Records from a data source
:::
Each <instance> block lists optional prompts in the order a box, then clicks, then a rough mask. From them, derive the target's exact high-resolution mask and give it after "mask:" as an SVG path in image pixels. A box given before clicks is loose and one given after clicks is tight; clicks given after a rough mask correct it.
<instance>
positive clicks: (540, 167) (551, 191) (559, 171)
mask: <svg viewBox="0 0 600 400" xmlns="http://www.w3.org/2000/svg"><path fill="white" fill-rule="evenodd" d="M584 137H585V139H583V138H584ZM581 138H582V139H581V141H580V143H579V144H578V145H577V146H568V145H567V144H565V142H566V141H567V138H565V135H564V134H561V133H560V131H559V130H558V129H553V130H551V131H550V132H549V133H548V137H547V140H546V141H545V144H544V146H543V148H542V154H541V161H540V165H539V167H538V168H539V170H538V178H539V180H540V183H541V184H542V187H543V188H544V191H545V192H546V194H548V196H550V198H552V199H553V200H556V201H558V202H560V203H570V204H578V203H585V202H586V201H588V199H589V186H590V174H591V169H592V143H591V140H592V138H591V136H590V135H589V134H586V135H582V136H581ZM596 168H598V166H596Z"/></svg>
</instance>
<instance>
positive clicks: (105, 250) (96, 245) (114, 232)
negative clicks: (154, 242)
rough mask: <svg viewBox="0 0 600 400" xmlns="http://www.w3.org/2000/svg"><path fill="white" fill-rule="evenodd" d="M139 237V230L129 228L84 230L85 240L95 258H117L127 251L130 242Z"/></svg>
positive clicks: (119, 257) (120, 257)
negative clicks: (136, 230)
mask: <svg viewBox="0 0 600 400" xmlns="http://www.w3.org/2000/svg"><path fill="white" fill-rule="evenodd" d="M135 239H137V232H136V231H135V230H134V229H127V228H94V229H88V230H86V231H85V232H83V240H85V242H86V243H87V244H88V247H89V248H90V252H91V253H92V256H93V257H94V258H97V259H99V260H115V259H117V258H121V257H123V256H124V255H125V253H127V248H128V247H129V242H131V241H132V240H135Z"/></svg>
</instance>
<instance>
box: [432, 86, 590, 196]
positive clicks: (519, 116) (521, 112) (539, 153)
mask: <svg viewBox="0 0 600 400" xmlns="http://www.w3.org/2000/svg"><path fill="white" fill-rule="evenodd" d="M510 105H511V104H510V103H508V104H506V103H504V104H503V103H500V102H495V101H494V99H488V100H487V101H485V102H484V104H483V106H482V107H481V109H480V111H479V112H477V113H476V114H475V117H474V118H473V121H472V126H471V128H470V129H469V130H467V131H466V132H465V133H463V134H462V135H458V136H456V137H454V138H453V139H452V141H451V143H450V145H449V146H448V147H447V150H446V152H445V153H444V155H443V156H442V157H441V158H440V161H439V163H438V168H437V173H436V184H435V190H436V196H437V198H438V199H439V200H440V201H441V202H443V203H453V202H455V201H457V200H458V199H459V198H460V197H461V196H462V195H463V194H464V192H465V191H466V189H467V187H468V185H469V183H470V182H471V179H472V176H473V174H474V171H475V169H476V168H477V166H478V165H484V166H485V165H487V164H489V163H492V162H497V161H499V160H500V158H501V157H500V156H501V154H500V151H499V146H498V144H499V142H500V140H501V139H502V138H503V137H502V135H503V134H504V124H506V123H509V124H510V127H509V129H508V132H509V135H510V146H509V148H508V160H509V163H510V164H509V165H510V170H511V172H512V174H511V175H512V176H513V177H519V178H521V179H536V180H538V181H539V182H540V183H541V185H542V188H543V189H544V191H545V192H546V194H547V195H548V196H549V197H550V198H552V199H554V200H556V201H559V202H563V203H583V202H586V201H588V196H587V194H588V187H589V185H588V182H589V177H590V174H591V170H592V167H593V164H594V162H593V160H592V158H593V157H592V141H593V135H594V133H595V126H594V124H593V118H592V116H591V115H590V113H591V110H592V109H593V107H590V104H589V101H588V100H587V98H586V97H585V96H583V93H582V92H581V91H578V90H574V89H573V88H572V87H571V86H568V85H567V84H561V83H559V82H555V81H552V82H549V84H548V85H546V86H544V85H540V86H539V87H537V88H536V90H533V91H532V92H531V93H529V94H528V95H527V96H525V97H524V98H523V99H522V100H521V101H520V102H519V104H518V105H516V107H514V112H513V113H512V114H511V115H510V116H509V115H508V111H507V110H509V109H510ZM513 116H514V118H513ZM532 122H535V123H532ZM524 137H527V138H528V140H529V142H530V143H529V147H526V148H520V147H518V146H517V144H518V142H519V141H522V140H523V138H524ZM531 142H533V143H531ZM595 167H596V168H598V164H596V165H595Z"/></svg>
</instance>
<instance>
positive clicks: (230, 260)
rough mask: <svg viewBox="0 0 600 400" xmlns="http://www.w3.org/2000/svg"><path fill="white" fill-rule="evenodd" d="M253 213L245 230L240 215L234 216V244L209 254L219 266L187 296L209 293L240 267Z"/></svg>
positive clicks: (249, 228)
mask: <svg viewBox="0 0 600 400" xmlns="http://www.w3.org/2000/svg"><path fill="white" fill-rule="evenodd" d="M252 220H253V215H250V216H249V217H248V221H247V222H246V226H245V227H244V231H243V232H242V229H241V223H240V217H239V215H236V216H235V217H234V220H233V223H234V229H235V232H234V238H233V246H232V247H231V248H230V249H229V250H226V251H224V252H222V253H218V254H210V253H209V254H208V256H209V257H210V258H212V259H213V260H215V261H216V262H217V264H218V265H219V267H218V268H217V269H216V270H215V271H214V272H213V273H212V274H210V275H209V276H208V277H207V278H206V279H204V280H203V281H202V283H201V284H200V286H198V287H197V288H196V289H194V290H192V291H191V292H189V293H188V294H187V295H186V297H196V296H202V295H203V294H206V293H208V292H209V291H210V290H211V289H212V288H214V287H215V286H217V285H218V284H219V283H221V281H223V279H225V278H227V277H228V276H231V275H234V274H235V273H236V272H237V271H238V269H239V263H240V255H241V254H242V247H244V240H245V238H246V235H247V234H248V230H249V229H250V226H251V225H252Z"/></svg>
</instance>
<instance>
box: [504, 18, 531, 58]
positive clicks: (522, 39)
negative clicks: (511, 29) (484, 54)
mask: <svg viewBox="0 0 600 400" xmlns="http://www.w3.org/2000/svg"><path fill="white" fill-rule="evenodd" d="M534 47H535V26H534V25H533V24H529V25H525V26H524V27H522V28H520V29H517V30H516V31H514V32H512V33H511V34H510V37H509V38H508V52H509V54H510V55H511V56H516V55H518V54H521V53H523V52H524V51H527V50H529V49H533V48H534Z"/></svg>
:::
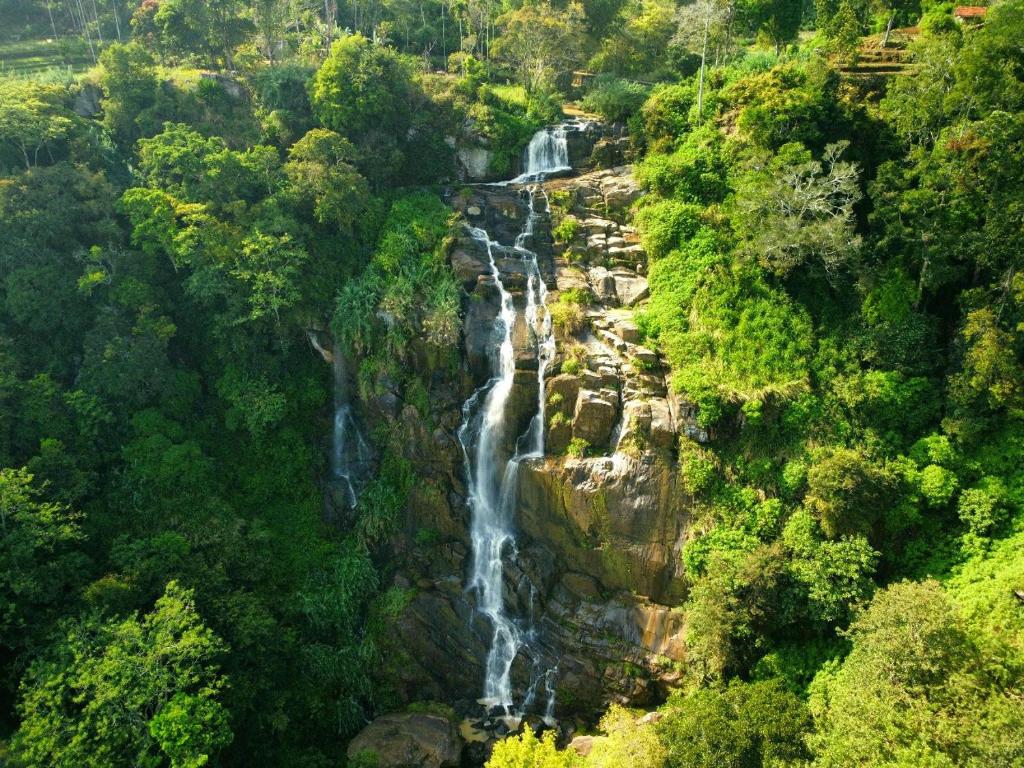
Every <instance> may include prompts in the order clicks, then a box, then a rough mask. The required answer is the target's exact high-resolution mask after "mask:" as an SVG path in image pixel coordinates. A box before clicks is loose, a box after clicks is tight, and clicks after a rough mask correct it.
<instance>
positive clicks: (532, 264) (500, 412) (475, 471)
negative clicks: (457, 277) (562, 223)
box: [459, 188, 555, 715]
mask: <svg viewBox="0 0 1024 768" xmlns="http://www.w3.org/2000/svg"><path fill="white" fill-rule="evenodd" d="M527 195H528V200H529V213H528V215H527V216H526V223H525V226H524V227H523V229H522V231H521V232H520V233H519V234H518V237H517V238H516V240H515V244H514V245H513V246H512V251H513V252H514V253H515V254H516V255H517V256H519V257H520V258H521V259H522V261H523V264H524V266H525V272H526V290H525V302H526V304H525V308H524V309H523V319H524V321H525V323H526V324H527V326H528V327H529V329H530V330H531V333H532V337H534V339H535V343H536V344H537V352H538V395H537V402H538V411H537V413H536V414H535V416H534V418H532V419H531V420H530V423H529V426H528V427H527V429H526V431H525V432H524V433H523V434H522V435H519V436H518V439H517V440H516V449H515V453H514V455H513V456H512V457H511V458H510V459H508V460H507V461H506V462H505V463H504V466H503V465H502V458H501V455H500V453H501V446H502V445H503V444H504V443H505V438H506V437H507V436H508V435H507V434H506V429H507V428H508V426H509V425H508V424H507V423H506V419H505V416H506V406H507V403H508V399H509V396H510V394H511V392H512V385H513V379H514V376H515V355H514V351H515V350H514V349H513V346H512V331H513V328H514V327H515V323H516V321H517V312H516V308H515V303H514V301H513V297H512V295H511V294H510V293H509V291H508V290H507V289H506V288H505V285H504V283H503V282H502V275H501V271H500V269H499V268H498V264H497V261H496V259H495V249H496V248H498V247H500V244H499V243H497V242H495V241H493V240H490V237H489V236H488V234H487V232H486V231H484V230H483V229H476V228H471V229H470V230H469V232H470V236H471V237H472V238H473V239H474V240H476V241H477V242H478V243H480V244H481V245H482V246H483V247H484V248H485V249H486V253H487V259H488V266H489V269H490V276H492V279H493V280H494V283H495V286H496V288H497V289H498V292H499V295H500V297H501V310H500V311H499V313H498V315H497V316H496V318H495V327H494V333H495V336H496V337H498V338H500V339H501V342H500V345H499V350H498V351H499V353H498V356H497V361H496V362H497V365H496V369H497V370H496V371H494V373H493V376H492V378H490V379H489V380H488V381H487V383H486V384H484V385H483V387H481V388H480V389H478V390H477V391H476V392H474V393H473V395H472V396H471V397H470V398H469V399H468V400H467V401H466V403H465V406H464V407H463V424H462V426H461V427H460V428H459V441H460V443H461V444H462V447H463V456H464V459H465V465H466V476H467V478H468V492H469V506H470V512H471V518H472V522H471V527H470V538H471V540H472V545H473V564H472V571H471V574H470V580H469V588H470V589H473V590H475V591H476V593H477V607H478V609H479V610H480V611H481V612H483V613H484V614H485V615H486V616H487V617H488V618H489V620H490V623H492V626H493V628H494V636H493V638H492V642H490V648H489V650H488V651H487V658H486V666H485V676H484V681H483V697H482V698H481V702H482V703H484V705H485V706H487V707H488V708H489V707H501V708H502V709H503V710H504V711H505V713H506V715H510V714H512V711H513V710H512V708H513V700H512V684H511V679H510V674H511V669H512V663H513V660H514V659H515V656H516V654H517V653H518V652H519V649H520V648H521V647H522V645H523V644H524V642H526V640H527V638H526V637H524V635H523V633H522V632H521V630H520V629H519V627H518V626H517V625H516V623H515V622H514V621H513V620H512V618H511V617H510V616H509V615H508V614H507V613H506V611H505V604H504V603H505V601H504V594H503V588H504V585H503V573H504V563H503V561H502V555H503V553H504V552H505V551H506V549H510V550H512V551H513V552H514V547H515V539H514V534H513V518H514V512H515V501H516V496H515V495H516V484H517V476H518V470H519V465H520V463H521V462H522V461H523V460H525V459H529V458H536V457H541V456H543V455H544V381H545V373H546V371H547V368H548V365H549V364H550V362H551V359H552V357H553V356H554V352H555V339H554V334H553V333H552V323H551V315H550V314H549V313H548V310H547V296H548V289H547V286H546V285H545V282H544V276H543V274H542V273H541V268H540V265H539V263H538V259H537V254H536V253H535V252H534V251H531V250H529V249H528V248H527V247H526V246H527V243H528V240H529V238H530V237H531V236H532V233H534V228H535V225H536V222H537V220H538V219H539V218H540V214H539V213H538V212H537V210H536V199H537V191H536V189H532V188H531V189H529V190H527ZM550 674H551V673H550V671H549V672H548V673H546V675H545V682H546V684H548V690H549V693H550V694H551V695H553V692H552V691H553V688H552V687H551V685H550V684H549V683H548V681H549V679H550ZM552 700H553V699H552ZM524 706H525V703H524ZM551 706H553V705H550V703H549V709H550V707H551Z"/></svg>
:::
- **Problem requirements**
Copy the records word for word, starting at the line that contains "Each <instance> block" and ending after the line that contains "positive clicks: (540, 167)".

- **Written answer**
Each <instance> block lists optional prompts in the order a box, then clicks, then a rough mask. From them, derive the target's exact high-resolution mask and give it after "mask:" as an SVG path in image pixels. A box given before clicks is loose and one given after clicks is tight; clicks given after a rough mask correct it.
<instance>
positive clicks: (540, 167) (551, 191) (559, 171)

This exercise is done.